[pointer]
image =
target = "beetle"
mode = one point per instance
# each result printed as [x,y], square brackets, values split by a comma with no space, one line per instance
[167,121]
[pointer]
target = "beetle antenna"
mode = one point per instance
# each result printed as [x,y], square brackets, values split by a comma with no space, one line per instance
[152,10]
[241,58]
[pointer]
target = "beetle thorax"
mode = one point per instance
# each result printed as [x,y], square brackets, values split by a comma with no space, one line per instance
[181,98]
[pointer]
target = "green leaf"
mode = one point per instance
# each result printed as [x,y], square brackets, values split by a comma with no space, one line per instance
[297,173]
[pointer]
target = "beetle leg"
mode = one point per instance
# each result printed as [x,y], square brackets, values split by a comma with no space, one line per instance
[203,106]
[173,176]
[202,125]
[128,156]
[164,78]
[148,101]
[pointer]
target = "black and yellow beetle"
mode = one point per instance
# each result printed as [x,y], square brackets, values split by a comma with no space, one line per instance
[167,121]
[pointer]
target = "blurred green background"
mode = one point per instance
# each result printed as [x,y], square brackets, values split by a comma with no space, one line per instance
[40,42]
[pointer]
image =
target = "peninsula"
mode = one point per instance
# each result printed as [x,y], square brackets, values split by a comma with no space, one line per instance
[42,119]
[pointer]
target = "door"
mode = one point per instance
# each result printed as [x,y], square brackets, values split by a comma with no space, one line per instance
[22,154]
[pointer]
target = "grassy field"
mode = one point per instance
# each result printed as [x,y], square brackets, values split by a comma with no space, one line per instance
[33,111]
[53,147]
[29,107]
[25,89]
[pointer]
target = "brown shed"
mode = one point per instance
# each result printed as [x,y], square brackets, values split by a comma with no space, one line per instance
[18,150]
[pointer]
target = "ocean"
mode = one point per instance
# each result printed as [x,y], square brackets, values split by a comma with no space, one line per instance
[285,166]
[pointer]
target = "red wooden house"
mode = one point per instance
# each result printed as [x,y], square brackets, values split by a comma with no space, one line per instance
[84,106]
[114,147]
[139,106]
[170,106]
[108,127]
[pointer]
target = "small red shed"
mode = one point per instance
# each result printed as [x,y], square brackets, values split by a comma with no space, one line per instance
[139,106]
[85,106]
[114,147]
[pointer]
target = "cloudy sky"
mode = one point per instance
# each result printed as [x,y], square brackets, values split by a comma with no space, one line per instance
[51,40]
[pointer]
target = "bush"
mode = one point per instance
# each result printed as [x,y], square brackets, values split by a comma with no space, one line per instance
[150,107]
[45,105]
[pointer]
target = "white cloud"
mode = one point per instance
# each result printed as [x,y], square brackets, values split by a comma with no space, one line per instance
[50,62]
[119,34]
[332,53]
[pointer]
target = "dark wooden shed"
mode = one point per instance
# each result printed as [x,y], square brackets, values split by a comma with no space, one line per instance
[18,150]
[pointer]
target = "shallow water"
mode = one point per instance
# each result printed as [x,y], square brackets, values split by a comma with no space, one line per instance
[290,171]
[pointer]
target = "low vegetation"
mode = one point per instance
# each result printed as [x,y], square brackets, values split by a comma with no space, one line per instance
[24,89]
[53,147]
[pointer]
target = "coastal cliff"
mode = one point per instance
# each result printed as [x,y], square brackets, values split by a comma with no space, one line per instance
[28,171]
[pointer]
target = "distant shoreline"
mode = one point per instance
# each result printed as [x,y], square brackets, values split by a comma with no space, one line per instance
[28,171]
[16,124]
# # # # # # #
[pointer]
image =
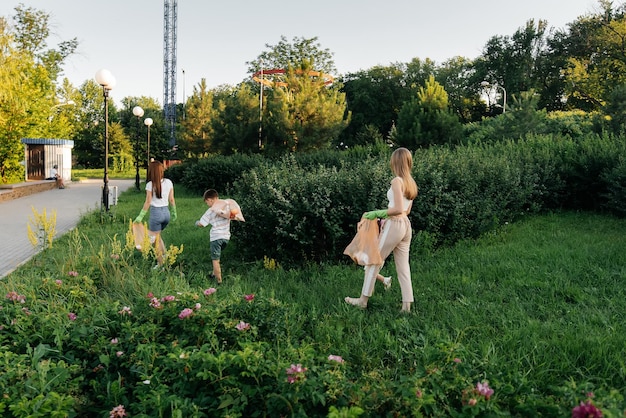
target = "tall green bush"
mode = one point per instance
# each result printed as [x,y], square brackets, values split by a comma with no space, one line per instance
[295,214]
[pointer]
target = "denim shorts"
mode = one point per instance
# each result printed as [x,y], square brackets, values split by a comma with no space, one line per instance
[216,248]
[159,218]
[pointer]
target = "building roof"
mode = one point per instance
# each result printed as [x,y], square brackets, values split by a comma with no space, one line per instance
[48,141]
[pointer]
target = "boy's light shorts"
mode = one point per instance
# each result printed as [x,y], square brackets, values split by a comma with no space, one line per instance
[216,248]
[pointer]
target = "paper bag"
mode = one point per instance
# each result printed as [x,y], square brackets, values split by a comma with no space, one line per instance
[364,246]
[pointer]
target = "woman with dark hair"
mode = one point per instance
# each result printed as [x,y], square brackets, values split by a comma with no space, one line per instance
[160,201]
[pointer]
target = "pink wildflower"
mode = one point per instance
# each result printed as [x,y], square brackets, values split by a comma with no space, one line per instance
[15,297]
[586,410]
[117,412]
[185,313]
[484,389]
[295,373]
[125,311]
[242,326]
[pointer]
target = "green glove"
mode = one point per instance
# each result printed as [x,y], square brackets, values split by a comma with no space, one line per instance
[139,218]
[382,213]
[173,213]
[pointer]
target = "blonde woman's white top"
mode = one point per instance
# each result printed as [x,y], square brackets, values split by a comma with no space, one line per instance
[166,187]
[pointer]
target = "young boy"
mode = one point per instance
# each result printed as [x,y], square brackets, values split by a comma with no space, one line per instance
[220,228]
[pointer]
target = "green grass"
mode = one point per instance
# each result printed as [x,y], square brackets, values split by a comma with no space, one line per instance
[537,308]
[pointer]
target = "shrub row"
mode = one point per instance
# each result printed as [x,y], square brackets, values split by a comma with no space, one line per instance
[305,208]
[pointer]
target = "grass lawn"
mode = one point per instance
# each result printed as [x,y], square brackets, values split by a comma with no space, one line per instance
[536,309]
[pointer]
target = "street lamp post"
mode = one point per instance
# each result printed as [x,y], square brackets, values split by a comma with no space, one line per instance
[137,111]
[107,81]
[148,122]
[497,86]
# # # # # # #
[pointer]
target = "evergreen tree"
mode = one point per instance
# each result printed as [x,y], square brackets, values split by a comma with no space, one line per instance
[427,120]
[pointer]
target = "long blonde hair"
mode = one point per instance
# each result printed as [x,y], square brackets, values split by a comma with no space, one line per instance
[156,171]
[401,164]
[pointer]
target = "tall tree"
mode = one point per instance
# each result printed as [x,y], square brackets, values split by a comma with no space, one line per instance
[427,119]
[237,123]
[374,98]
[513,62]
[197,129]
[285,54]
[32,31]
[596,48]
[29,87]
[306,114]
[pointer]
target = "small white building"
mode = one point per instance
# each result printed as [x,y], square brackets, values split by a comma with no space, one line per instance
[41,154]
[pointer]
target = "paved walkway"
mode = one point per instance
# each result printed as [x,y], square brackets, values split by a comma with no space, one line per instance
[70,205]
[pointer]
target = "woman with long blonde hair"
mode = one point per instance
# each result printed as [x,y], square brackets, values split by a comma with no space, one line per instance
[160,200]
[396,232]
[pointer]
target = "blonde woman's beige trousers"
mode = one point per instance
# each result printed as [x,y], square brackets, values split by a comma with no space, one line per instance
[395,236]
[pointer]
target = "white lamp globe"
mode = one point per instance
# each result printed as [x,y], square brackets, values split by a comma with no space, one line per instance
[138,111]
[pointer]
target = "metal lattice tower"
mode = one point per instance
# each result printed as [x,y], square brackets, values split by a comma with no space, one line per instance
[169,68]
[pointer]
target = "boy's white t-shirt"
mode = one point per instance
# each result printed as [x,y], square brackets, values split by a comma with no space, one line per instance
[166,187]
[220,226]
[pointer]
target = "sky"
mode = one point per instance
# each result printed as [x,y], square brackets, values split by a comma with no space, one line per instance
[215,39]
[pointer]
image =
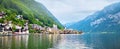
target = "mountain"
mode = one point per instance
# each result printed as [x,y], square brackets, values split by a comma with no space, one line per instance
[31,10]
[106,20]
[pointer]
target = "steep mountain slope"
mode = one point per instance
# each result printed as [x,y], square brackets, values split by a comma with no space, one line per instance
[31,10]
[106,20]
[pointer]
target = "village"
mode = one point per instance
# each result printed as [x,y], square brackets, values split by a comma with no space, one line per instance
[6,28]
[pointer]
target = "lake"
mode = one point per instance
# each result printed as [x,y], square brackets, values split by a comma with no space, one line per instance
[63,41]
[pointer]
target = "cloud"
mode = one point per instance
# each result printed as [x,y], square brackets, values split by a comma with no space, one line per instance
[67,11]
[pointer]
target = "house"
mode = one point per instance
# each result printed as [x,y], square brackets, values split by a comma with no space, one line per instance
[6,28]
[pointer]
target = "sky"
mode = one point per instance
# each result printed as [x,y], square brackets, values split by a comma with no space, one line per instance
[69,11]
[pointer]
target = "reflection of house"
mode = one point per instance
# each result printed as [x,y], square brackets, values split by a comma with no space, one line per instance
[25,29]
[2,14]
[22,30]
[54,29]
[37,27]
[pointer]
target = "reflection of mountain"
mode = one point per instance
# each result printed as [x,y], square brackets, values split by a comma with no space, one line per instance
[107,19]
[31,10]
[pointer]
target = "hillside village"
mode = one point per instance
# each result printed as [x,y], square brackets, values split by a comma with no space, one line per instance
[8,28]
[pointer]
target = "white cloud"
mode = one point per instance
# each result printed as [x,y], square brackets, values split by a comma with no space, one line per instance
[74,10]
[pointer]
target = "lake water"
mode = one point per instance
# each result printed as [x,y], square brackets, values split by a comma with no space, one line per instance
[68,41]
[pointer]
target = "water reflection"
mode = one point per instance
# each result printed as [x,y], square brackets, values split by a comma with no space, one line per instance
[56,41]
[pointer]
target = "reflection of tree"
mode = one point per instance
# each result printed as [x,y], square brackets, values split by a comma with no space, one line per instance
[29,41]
# # # # # # #
= Given task =
Select every line in the material above that contains the word "white".

= Solution to the problem =
target = "white cloud"
target = "blonde woman's white top"
target = "small white building"
target = "white lamp globe"
target = "boy's white t-shirt"
target = "white cloud"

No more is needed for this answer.